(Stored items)

════════

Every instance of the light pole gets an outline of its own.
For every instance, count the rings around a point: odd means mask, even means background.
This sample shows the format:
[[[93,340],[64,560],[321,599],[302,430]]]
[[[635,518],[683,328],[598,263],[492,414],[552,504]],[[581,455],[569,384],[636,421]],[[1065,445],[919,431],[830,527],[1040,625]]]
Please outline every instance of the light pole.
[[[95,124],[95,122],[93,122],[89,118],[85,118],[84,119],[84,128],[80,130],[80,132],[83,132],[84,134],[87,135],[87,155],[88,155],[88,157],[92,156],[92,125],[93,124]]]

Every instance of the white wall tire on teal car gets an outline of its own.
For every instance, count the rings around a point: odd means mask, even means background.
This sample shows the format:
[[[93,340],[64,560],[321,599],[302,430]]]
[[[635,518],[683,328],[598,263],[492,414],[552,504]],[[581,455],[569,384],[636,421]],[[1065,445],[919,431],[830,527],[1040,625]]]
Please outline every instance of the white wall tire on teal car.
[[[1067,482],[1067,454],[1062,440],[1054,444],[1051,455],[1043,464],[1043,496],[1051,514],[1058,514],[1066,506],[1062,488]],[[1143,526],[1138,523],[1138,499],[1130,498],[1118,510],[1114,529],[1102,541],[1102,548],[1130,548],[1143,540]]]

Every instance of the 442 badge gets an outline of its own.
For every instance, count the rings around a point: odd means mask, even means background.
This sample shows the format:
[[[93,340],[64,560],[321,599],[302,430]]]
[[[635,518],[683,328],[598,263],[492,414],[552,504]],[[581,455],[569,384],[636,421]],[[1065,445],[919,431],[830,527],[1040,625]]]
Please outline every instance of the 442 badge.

════════

INSTRUCTIONS TO FOLLOW: Return every line of the entries that contains the string "light". Case counts.

FINISHED ANSWER:
Every instance of the light pole gets an outline of its own.
Please outline every instance of the light pole.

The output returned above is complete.